Data items
================
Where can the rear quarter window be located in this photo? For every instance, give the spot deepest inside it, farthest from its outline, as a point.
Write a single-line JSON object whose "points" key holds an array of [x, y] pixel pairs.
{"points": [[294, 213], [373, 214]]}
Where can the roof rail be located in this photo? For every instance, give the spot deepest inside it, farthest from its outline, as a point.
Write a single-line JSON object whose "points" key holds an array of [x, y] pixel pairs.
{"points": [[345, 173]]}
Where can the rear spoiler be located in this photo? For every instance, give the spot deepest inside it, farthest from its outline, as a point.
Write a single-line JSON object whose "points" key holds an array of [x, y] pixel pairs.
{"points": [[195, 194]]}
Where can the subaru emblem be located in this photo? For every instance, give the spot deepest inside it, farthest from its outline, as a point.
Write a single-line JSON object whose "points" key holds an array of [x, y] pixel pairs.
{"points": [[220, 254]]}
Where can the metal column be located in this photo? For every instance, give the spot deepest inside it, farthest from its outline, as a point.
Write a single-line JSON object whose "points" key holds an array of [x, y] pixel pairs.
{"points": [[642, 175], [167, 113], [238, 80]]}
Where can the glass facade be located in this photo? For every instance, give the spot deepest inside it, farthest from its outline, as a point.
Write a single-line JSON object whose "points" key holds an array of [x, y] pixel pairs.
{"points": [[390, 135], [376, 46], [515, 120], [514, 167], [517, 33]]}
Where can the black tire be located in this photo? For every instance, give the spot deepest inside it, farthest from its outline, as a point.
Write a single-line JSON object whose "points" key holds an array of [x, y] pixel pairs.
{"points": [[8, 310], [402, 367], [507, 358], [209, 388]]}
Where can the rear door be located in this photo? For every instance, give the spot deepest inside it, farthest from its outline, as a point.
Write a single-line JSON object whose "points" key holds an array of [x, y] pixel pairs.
================
◆ The problem:
Write out every row above again, requests included, and shift each x and y point coordinate in the answers up by 70.

◆ Expected answer:
Where can the rear quarter window be located in this photo? For every instance, give the spot deepest inside it, farthest from its outline, as a point.
Write a single-line JSON object whose "points" key holds an array of [x, y] pixel pairs.
{"points": [[364, 283], [443, 284]]}
Where can the roof rail be located in this photo? For every instance, give the spot deepest inside it, farthest from its outline, as a point.
Write a single-line JSON object whose "points" key holds an array of [x, y] pixel pairs.
{"points": [[415, 243]]}
Where can the rear spoiler be located in this photo? For every instance, give the spot deepest inside it, farthest from its outline, as a point.
Write a single-line JSON object whose "points" key holds an array of [x, y] pixel pairs.
{"points": [[265, 264]]}
Where can the subaru emblem be located in this photo? For every instance, give the spot deepest inside it, farthest from its outline, as a point.
Write a single-line JSON object whose "points" key holds an array of [x, y] pixel pairs.
{"points": [[290, 324]]}
Where can the metal column be located in this photo? For every instance, give the spot deepest inside it, farthest from its outline, as a point.
Write a single-line JSON object whose "points" key holds an array of [x, y] pixel pairs.
{"points": [[712, 245], [237, 183], [308, 150]]}
Where can the glass facade be located in this photo? For every instance, give the spot deepest inside it, farthest from its outline, as a point.
Write a single-line JSON object whose "points" key holds an array of [x, y] pixel pairs.
{"points": [[460, 205], [446, 116], [585, 190], [584, 237], [587, 103]]}
Where can the black tire be located in this photo? For every instance, give the spot deepest inside it, farthest from its outline, as a point.
Write a single-line JSON object whose "points" key holds an array of [x, y] pixel pairs.
{"points": [[78, 380], [472, 437], [577, 428], [279, 458]]}
Where can the rear door be located in this photo? For every instance, give the spot deepest inside it, farthest from its outline, as a point.
Write a single-line JSON object whose "points" key holds an array of [x, y] pixel pairs.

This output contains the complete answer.